Now add professional sports.

In an abrupt series of events over the weekend, President Trump lashed out over the national anthem protests spearheaded by Colin Kaepernick, a former San Francisco 49er, calling them grounds for firing.

Mr. Trump then rescinded a White House invitation to the Golden State Warriors after Stephen Curry said publicly that he didn’t want to attend, a break from the tradition of championship teams.

The Warriors organization swiftly closed ranks around Mr. Curry.

“The truth is we all struggled with the idea of spending time with a man who has offended us with his words and actions time and again,” Coach Steve Kerr told Sports Illustrated.

Sports franchises across California — the Chargers, Rams, Lakers and others — issued statements of support for athletes’ right to expression.

Last year, Mr. Kaepernick, then a quarterback for the 49ers, started kneeling during the national anthem to highlight racial injustice, setting off a debate over whether it dishonors the flag.

He left the team this season and has been out of work since. Many believe he’s being shunned by the league.

At the Oakland Coliseum on Saturday, Bruce Maxwell, a catcher for the Athletics, became the first Major League Baseball player to kneel during the anthem.
———
- [Tasks]:
#1 According to the anthem-protest article, who was the first Major League Baseball player to kneel during the anthem?
#2 Write the next few sentences of the anthem-protest article, picking up after its final line.

- [Supplied material]:
———
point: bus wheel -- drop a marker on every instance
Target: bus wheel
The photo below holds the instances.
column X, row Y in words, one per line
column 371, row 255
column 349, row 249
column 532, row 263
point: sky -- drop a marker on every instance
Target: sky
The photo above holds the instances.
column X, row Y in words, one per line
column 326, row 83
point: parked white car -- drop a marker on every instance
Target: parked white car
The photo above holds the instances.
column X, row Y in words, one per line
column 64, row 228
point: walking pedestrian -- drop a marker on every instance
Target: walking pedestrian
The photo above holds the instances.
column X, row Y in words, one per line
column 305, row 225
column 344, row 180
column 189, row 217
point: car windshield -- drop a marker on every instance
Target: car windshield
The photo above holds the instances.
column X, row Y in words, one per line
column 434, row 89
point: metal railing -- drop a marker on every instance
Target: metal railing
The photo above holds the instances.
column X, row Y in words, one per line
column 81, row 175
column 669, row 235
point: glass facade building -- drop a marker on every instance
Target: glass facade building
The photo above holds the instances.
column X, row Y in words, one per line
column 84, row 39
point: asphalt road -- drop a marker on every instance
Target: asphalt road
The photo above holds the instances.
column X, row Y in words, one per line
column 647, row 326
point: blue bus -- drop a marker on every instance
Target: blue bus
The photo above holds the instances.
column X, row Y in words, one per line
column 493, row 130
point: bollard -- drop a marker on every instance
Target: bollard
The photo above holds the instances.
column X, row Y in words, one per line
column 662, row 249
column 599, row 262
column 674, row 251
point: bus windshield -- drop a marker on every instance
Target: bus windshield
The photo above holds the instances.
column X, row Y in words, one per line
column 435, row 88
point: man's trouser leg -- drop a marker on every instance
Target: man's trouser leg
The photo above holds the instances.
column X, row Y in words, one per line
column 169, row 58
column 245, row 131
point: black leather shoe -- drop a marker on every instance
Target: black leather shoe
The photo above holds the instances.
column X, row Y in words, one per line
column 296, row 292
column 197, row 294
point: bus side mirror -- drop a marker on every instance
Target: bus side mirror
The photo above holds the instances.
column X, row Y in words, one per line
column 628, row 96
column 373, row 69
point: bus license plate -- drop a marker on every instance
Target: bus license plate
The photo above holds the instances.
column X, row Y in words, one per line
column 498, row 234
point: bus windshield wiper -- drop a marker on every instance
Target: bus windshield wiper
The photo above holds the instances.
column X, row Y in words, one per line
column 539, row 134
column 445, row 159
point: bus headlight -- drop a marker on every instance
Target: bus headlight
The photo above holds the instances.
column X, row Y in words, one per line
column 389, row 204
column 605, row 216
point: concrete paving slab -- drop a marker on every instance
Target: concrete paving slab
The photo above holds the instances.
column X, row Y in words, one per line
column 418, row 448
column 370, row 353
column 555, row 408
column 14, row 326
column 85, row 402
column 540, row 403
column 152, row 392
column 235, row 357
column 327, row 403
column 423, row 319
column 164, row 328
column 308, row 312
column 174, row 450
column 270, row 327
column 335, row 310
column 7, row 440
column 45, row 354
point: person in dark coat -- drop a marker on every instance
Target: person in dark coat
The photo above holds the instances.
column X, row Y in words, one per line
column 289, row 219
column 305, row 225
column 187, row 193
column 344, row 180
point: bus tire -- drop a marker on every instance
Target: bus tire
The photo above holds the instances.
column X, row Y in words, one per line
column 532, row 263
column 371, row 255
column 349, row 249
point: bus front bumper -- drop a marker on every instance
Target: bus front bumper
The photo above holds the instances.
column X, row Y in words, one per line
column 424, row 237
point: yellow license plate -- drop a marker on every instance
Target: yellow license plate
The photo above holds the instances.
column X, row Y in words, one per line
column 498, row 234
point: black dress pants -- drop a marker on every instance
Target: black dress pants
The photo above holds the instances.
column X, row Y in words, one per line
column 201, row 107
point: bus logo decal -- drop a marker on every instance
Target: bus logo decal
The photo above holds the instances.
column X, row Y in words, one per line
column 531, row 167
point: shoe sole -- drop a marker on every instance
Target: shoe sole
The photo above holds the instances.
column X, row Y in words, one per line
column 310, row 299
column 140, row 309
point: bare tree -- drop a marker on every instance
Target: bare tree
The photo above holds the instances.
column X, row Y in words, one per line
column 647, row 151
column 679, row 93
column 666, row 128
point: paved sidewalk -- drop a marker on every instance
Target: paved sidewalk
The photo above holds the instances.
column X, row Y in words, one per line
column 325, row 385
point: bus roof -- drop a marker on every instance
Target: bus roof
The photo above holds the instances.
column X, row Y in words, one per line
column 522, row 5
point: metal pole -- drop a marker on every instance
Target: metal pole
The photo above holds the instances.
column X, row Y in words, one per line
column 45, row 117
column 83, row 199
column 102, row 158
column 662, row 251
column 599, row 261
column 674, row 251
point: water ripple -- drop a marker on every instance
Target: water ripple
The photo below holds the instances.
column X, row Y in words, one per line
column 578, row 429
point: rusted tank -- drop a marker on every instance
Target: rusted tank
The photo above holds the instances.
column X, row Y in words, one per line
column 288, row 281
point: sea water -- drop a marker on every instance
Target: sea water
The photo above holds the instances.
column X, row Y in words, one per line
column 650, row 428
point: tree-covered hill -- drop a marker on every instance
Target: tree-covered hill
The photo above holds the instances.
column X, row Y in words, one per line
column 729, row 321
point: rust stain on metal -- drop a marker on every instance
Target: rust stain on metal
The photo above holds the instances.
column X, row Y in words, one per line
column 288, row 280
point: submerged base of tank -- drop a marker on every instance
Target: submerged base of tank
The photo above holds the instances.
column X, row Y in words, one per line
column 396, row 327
———
- [Answers to the problems]:
#1 Bruce Maxwell, a catcher for the Athletics.

#2
He said in a statement that he loved his country but wanted to elevate “people that don’t have a voice.”

Harry Edwards, a sports sociologist and professor emeritus at U.C. Berkeley, said he was unsurprised that the Bay Area is figuring prominently in the sports world’s clash with Mr. Trump.

A fierce critic of the president, Dr. Edwards said the region’s diversity fostered “creativity and innovation and a heart and mind for struggle.”

“The reality is that California is a microcosmic, computer-charged model of America,” he said. “Everybody came here from somewhere else and we have to make this work.”

On Sunday, N.F.L. players across the country responded to Mr. Trump’s remarks with displays of protest.

The Oakland Raiders, which has the league’s only all-black starting offensive line, took the field about 10 miles from the White House for a game against the Washington Redskins.

The entire unit, along with most of their other teammates, knelt or sat during the national anthem.

(Please note: We regularly highlight articles on sites that have limited access for nonsubscribers.)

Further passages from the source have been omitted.